= RECORD LIST =
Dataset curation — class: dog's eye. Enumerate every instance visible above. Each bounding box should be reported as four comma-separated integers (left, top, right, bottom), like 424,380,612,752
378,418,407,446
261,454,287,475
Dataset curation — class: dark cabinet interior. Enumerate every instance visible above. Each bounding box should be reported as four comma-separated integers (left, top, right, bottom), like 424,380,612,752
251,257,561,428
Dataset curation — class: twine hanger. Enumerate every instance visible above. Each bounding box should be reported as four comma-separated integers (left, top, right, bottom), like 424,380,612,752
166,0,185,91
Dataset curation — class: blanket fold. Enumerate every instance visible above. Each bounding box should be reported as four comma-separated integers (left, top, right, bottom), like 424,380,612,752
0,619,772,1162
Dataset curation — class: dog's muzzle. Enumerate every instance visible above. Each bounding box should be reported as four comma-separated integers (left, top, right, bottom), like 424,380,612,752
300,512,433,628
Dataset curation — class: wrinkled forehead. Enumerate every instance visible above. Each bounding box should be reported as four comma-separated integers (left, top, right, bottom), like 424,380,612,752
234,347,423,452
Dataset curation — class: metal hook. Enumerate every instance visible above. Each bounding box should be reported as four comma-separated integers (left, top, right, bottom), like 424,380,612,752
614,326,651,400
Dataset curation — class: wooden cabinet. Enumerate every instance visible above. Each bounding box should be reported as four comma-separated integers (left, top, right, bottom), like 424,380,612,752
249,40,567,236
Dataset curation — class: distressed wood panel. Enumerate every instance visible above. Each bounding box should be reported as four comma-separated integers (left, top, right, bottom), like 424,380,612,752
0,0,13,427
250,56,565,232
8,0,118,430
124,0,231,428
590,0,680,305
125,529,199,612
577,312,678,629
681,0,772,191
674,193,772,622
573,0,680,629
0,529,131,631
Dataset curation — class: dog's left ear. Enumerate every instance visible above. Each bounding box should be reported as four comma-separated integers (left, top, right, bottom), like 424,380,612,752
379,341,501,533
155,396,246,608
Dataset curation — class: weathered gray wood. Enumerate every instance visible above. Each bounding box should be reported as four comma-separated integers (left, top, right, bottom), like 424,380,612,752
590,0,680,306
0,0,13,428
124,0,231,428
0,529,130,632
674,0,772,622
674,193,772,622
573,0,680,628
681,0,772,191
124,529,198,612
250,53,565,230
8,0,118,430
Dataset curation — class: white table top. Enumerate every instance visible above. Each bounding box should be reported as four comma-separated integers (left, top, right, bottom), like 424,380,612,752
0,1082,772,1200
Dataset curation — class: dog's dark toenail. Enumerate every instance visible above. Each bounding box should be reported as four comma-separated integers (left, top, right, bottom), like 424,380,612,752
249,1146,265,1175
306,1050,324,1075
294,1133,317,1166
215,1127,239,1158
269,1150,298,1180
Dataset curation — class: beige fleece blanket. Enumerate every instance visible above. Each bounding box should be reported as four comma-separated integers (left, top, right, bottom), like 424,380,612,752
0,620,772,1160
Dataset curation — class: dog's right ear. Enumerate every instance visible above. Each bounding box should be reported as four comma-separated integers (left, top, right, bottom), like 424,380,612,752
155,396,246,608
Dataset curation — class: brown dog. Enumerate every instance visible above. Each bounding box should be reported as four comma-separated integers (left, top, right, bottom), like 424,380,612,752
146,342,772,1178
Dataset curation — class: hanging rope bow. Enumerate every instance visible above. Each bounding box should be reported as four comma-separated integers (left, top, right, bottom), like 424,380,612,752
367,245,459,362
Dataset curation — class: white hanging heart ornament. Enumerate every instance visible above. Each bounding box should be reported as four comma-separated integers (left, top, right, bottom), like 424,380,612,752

= YOUR INSTRUCTIONS =
Write out, word for word, the lines from the one containing "Dataset curation — class: hanging" through the last line above, with both of those lines included.

= WRITTEN SOLUTION =
Dataset curation — class: hanging rope bow. Enumerate every instance visible above. Each bounding box should be reported as four comma-separated integers (left, top, right, bottom), like 424,380,612,752
367,245,459,362
Dataset curation — class: white hanging heart ornament. Enumerate every instance visible above. Each bounding box should be reported as four comma-separated integers (left, top, right, bottom), like 424,380,612,752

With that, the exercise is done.